> **WHAT YOU ARE ASKED TO DO**: Set out every line of the material below as a numbered list, omitting any blank lines.
— Start —
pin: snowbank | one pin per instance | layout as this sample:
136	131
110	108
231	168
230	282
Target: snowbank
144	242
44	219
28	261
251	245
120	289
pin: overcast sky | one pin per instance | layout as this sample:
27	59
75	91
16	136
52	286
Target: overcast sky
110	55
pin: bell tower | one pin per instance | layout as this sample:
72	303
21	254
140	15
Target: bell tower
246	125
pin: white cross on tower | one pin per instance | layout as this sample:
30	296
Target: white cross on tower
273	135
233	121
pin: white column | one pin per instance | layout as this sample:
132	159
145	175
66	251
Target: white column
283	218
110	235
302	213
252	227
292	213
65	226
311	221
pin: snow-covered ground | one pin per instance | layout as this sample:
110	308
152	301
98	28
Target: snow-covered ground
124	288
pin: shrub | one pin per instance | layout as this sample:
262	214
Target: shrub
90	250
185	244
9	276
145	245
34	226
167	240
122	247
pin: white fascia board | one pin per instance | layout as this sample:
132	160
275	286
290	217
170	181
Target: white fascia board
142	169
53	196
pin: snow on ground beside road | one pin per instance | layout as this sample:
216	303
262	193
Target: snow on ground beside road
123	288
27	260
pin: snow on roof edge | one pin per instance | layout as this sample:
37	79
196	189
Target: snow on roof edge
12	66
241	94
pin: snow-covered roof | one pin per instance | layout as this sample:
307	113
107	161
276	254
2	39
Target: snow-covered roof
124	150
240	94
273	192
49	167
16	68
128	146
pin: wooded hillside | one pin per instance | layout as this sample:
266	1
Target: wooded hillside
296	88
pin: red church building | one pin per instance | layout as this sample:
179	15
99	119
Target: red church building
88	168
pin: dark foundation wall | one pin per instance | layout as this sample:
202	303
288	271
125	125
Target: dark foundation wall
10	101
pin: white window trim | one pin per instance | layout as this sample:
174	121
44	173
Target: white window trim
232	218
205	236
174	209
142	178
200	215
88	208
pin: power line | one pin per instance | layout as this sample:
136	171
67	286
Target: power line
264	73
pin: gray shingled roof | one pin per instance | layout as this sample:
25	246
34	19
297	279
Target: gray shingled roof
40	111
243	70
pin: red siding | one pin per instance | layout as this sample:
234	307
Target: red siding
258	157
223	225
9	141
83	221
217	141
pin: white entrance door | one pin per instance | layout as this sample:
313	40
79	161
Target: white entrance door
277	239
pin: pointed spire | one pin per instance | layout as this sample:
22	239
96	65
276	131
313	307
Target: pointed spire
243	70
— End —
> **ANSWER TO THE EXERCISE**:
1. pin: snowbank | one pin per instance | layout as this sample:
2. 136	131
3. 110	108
4. 231	168
5. 230	282
6. Target: snowbank
7. 144	242
8. 44	219
9. 28	261
10. 251	245
11. 120	289
12. pin: overcast sky | one pin per instance | layout as this sample:
13. 27	59
14. 75	91
15. 16	136
16. 52	286
17. Target: overcast sky
18. 110	55
19. pin: bell tower | one pin per instance | layout as this sample:
20. 72	303
21. 21	254
22. 140	15
23. Target: bell tower
24. 246	125
25. pin: white cross on tower | one pin per instance | layout as this sample:
26. 30	296
27. Target: white cross on tower
28. 273	135
29. 233	121
30. pin: white column | one pin per instance | layout as this sample:
31. 132	159
32. 145	175
33. 66	251
34. Target: white column
35. 283	218
36. 110	235
37. 302	213
38. 252	227
39. 292	213
40. 65	226
41. 311	221
42. pin: snow-covered ground | one pin per instance | layout as this sample:
43. 110	308
44. 152	301
45. 98	28
46. Target: snow-covered ground
47. 124	288
48. pin: shrub | one pin per instance | layout as this sample:
49. 262	214
50. Target: shrub
51. 90	250
52. 185	244
53. 9	276
54. 145	245
55. 34	226
56. 167	240
57. 122	247
58. pin: white fascia board | one pin per instance | layout as this sample:
59. 132	160
60. 275	286
61. 290	217
62. 170	181
63. Target: white fascia board
64. 142	169
65. 53	196
66. pin: snow on ground beside road | one pin per instance | layout as this sample:
67. 216	303
68. 262	193
69. Target: snow on ground beside road
70. 123	288
71. 27	260
72. pin: snow on roof edge | one pin per instance | layout as this sample:
73. 37	79
74. 196	189
75. Target: snow on roof edge
76. 12	66
77. 241	94
78. pin: snow-covered roof | one pin per instance | layout as this sample:
79. 307	113
80. 107	161
81. 276	254
82. 2	39
83. Target: snow-covered roof
84. 124	150
85. 240	94
86. 273	192
87. 49	167
88. 16	68
89. 128	146
90. pin: wooded hillside | one pin per instance | layout as this sample:
91. 266	1
92. Target: wooded hillside
93. 296	88
94. pin: red church building | one pin per instance | layout as this sample:
95. 179	15
96. 99	119
97. Target: red church building
98. 88	168
99. pin: dark foundation wall | one pin per instance | layout as this sample:
100. 202	303
101. 288	271
102. 125	125
103. Target: dark foundation wall
104. 10	101
105. pin: white window trim | one pin per instance | layout as this sample:
106. 174	121
107. 44	173
108. Target: white window trim
109. 232	218
110. 205	236
111. 174	209
112. 142	178
113. 200	215
114. 88	208
115. pin: power line | one pin per instance | layout as this sample:
116. 136	171
117. 67	286
118. Target: power line
119. 264	73
120. pin: gray shingled roof | one pin per instance | layout as this sample:
121. 25	246
122. 34	19
123. 297	279
124. Target: gray shingled roof
125. 40	111
126. 243	70
127. pin: red siding | one pin per instance | layout as this sample:
128. 234	307
129. Target: red siding
130. 258	157
131. 223	225
132. 9	141
133. 83	221
134. 217	141
135. pin: white entrance door | one pin per instance | layout as this sample:
136. 313	40
137. 79	161
138. Target: white entrance door
139. 277	239
140. pin: pointed spire | one pin per instance | layout as this sample:
141. 22	239
142. 96	65
143. 276	131
144. 313	307
145. Target: pointed spire
146. 243	70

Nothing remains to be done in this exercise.